___ EXERCISE INPUT
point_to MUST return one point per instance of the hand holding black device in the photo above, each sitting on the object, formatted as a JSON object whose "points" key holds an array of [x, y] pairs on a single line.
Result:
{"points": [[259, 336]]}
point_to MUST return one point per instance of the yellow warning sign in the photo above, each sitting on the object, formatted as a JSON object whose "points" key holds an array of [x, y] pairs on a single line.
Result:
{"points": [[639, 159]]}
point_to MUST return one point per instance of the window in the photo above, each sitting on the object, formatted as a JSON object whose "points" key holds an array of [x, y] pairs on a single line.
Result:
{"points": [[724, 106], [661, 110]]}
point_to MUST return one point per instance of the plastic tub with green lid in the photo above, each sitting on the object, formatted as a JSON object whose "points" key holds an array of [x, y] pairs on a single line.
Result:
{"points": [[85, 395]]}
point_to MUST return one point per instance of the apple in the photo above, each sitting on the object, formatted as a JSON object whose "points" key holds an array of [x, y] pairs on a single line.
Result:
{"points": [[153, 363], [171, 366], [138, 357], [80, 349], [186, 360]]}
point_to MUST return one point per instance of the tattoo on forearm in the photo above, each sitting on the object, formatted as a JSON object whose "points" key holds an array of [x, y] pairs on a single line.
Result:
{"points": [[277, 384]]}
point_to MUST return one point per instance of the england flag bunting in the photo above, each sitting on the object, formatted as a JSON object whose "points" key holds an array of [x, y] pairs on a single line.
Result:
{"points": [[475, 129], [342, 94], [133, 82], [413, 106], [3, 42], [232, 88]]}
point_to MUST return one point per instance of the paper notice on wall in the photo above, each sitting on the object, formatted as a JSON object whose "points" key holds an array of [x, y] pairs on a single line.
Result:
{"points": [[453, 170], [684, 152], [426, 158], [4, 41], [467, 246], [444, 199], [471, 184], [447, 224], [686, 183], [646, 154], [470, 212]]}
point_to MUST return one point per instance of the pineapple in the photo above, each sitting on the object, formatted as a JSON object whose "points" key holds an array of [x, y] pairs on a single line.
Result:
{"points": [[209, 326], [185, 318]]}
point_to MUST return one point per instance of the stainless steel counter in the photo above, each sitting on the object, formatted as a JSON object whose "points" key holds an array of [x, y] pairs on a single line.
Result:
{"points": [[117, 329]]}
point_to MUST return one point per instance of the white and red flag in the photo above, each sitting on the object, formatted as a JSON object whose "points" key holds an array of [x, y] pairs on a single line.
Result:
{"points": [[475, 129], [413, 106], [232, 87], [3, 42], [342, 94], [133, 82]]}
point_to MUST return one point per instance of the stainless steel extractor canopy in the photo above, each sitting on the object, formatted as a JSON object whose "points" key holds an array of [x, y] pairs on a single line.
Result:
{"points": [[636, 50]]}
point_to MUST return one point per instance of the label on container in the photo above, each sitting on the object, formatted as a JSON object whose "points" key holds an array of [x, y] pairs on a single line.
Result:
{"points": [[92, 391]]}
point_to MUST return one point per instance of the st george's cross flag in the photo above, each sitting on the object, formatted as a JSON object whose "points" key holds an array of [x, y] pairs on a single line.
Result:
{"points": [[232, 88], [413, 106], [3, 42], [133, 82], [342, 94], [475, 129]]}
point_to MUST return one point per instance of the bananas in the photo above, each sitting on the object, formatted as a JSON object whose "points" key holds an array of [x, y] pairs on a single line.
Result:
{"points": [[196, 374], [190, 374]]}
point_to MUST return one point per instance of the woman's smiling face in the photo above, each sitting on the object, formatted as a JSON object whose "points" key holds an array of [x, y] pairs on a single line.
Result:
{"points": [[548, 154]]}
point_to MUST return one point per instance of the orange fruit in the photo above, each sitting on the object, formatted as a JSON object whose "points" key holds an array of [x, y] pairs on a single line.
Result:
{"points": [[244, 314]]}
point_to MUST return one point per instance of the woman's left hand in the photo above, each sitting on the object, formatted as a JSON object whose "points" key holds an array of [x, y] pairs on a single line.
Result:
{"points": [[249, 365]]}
______
___ EXERCISE INPUT
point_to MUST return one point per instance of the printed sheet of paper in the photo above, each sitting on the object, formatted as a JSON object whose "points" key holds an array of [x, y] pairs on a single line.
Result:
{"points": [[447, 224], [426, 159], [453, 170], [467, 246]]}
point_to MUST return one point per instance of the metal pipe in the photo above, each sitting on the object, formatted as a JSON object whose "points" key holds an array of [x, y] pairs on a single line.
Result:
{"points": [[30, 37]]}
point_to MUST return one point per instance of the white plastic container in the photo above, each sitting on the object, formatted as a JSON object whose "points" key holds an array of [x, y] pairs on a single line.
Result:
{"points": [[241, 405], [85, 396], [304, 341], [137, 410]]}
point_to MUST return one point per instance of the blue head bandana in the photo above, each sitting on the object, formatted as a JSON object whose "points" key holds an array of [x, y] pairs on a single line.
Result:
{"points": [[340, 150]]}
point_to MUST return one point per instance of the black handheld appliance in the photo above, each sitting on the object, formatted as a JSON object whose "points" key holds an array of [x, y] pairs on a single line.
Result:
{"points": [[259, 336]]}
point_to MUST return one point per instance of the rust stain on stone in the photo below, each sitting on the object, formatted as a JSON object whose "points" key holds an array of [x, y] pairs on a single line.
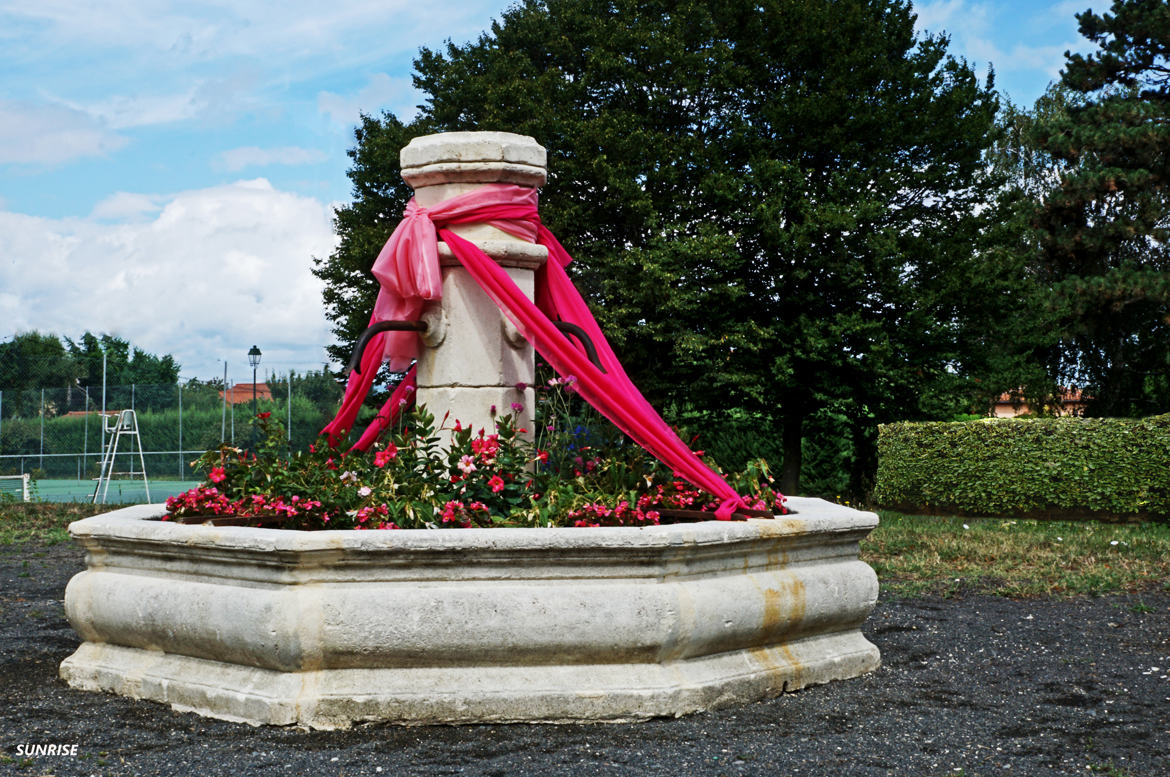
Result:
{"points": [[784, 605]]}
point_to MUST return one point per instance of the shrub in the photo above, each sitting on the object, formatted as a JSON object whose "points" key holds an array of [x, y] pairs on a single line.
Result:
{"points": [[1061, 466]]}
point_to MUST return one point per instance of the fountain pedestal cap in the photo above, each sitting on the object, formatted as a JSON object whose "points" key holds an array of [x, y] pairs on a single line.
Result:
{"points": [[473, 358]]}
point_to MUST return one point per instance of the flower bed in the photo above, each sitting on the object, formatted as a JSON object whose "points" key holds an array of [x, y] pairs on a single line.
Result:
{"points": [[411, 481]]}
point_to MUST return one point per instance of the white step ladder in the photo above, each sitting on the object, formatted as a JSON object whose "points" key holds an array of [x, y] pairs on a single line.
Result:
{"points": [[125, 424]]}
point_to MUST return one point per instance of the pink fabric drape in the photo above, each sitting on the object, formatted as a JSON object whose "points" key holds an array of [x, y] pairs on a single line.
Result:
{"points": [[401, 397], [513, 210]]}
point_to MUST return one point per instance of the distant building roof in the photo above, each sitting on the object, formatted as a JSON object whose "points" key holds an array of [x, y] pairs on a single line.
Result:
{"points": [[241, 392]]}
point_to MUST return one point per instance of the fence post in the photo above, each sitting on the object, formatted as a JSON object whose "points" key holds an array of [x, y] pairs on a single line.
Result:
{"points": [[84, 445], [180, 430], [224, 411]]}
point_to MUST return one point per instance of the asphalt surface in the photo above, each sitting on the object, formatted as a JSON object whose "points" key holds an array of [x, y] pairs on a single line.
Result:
______
___ EXERCISE INPUT
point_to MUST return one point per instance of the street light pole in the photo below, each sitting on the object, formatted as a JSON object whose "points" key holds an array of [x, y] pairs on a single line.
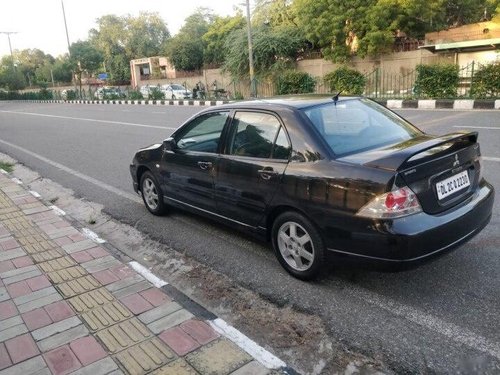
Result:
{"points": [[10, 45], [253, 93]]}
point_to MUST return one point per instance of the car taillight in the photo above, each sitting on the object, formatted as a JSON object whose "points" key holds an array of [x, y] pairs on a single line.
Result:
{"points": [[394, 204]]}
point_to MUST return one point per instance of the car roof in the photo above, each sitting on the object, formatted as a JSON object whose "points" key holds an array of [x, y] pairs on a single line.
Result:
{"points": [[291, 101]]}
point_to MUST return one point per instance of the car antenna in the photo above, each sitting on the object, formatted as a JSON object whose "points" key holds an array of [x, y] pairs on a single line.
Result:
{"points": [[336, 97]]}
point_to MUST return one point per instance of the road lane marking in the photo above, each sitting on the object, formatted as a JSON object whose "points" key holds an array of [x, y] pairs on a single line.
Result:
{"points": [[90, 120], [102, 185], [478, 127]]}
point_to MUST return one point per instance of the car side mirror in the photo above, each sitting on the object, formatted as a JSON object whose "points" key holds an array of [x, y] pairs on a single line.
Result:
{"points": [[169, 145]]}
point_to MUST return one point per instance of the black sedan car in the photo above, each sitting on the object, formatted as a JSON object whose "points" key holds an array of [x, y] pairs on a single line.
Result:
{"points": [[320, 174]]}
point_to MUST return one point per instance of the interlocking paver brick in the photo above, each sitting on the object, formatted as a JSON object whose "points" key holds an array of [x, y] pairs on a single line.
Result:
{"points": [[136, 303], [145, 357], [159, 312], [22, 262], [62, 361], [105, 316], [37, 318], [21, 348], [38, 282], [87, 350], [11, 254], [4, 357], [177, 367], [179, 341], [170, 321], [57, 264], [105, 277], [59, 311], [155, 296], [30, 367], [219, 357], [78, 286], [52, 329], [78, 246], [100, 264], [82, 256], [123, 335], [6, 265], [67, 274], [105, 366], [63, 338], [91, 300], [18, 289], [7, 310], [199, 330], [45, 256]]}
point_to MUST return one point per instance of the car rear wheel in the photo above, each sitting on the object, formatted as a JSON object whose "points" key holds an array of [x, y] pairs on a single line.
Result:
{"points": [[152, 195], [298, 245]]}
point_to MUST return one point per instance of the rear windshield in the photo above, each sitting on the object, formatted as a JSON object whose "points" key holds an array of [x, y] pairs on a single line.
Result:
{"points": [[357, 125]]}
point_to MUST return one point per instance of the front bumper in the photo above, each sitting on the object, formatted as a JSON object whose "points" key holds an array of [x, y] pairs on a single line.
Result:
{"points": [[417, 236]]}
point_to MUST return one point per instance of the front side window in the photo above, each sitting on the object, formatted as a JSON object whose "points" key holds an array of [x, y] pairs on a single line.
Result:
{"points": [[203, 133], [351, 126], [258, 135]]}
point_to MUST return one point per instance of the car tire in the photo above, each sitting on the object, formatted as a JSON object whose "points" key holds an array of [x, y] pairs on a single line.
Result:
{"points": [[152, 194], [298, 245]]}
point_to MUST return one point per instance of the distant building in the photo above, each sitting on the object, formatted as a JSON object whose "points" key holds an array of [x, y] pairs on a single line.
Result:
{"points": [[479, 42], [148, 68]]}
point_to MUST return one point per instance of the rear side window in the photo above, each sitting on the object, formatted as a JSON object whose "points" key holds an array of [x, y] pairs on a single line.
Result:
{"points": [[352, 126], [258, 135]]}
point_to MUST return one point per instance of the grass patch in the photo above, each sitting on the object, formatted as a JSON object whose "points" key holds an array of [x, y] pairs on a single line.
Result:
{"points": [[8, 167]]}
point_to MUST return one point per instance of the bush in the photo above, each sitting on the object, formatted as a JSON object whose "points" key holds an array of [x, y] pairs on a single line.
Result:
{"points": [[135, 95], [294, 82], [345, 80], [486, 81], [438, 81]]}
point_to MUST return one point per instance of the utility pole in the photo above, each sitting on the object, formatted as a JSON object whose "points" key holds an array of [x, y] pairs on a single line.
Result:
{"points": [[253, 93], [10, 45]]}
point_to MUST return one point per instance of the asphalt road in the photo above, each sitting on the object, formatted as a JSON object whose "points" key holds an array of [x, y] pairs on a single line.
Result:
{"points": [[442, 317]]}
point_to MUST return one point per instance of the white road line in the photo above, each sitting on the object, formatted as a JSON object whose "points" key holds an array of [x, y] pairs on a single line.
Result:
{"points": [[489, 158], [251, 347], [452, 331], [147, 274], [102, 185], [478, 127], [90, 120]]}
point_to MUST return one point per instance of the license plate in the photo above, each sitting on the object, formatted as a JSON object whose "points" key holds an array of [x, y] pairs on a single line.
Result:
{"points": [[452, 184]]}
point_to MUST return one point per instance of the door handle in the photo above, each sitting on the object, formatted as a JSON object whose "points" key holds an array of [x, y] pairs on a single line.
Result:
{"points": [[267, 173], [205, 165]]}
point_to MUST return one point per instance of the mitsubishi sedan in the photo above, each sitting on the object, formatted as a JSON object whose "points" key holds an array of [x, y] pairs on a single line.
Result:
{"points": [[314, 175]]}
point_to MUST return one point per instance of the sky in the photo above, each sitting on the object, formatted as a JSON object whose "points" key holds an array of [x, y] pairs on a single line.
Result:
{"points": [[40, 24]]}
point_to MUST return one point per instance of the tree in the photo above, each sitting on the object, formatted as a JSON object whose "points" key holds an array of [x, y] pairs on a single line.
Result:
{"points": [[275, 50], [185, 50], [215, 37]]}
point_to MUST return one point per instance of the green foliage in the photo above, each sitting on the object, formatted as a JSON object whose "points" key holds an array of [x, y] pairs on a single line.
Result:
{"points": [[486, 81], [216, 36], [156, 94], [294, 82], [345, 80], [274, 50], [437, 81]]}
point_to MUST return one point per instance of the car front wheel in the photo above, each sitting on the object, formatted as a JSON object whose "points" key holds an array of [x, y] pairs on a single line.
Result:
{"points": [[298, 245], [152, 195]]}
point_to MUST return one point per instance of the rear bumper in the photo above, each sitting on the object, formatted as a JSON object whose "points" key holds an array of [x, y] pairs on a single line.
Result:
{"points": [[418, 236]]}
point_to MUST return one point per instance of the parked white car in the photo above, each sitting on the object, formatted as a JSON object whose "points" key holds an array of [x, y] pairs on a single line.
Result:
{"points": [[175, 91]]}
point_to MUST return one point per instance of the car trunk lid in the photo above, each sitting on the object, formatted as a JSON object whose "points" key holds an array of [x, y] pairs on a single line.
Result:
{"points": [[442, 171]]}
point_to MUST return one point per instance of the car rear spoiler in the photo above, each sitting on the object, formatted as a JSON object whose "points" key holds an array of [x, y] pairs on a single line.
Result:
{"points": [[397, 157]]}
______
=== WHAT THE TASK ASKS ===
Show every line of the records that contains the string "container", one line per output line.

=== FULL RESPONSE ===
point_to MUST return one point per instance of the label on container in the photo above, each sitting on the object, formatted as a JSON object whose "points" key holds an array of [x, y] pairs on a single line.
point_to MUST return one point per instance of the white plastic container in the photo above, each sitting on the object, formatted as a JSON object whose "points" key holds an array of [x, y] pairs on a single line.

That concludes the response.